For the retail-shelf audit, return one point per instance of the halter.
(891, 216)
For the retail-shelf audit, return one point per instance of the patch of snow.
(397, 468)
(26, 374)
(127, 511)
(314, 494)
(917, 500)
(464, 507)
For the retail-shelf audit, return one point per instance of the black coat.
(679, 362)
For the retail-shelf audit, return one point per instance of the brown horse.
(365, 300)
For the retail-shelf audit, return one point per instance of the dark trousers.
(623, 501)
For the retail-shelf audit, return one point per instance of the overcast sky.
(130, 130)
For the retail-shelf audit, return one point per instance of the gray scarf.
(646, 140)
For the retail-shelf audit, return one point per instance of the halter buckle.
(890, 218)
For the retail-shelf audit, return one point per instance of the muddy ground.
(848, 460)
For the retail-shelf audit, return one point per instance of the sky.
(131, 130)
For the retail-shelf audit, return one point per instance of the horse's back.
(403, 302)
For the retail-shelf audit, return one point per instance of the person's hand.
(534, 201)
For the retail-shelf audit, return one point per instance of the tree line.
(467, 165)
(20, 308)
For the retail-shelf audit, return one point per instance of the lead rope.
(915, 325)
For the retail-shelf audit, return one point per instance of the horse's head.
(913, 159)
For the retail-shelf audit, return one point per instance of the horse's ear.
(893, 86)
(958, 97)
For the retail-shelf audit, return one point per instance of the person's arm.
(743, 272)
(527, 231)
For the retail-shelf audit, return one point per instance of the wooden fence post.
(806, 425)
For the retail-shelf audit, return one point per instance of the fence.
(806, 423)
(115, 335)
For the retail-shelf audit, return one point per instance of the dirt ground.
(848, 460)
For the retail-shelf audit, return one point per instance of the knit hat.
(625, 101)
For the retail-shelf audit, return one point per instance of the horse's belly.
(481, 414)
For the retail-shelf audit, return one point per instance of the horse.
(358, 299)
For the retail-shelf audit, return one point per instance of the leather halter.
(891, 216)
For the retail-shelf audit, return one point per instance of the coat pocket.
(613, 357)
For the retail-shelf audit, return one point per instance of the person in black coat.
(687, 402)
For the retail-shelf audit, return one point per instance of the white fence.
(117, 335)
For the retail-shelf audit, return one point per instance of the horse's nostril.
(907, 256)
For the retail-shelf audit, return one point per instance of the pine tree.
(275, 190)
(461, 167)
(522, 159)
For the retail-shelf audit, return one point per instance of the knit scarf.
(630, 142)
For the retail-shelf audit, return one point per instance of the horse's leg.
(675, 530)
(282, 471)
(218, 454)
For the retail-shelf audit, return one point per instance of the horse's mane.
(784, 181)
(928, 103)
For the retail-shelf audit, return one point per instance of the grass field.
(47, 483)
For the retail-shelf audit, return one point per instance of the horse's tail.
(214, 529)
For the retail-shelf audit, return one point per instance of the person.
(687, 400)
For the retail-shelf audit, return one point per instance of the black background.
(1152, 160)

------------------------------------------------------------------------

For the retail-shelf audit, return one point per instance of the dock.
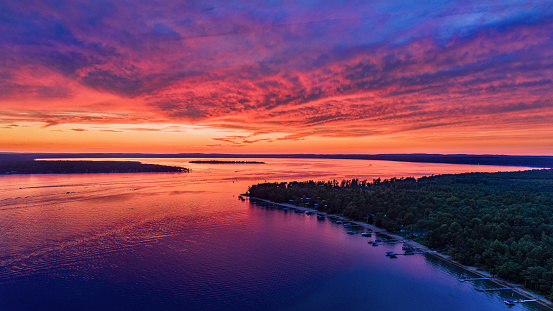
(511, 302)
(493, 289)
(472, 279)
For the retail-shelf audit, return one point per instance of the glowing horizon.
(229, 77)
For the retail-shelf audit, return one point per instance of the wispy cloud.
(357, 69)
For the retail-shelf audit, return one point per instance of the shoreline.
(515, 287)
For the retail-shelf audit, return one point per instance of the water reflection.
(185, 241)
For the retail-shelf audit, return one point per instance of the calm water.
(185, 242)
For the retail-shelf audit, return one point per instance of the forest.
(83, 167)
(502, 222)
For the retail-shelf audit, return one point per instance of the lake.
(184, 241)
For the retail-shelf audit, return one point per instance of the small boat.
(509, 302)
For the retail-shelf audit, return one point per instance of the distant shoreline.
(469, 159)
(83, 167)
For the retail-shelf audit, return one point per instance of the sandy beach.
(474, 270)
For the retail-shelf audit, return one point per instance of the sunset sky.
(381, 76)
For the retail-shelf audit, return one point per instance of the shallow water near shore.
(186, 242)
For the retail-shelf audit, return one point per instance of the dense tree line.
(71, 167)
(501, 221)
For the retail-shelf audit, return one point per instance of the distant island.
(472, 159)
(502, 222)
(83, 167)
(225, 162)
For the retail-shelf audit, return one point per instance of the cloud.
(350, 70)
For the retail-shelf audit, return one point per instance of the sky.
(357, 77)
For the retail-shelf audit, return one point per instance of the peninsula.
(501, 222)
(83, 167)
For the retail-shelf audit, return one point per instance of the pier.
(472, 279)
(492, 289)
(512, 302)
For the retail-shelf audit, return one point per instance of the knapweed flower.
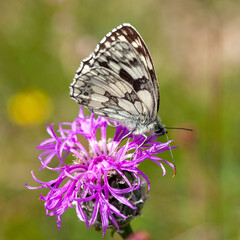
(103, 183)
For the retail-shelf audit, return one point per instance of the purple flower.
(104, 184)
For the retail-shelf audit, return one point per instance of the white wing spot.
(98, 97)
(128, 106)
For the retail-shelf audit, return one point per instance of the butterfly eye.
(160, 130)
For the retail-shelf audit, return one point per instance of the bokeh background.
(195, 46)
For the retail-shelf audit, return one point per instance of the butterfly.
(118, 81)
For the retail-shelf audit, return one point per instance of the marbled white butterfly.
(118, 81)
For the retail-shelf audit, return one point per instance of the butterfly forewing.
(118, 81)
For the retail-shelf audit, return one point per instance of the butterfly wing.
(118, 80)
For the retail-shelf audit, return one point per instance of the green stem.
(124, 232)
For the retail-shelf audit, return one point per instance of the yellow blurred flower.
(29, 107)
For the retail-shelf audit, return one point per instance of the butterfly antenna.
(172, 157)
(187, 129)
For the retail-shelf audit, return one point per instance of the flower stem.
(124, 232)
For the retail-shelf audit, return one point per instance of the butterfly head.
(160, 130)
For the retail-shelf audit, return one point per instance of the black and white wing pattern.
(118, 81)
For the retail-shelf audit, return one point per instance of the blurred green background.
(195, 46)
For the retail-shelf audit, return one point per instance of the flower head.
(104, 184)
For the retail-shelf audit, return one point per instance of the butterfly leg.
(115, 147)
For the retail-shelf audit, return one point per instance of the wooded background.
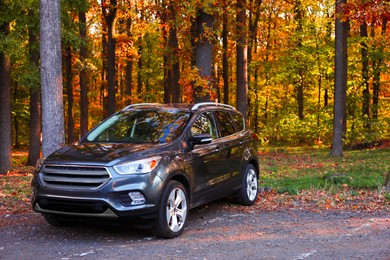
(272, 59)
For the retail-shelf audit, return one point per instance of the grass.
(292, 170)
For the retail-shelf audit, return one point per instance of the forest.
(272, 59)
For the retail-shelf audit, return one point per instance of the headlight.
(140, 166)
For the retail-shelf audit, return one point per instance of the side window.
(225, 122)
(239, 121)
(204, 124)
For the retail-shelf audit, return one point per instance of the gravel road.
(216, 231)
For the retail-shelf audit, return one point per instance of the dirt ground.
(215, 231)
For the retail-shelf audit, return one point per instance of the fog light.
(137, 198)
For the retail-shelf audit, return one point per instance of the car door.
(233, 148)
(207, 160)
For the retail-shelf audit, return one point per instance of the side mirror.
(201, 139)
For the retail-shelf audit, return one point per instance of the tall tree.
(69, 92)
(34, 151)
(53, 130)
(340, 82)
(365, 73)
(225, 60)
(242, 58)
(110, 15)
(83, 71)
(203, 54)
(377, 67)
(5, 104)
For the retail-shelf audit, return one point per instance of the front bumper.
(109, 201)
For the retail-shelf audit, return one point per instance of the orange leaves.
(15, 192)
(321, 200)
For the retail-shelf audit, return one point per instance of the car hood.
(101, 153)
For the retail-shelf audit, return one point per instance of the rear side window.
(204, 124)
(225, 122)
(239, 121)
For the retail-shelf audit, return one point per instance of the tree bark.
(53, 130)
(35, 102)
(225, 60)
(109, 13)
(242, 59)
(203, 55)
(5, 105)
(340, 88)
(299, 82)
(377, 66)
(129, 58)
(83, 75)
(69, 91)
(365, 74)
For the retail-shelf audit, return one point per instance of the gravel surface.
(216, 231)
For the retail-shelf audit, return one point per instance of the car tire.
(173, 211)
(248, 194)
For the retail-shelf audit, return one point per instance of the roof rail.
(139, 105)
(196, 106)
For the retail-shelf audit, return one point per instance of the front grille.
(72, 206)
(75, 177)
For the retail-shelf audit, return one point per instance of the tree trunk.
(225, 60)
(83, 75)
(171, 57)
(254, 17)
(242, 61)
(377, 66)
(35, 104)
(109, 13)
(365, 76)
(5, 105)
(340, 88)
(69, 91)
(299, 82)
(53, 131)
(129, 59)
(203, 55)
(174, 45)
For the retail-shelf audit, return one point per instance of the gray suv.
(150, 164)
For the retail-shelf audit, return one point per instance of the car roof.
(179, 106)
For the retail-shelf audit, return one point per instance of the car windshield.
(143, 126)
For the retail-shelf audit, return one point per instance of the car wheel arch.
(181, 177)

------------------------------------------------------------------------

Locate every line in the records that contains the word "flower" and copy each of those lines.

### RESULT OF THIS EXERCISE
For the retail-shelf audit, return one point per instance of the knapweed flower.
For the retail-shelf audit, return one point per instance of the purple flower.
For the retail-shelf audit, return one point per instance of the yellow blurred flower.
For the retail-shelf audit, return one point per instance of the flower stem.
For the retail-shelf audit, return one point per instance of the flower head.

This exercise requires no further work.